### TASK DIRECTIONS
From the first line to the last, reproduce the records exactly.
━━━━━━━━
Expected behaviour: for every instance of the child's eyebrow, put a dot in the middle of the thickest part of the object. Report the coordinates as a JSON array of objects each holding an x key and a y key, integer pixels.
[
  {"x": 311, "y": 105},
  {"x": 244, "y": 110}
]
━━━━━━━━
### REPLY TO THE EXERCISE
Expected behaviour: for every instance of the child's eyebrow, put a dot in the middle of the thickest part of the object. Report the coordinates as a JSON array of objects each holding an x key and a y key, integer pixels.
[
  {"x": 311, "y": 105},
  {"x": 244, "y": 110}
]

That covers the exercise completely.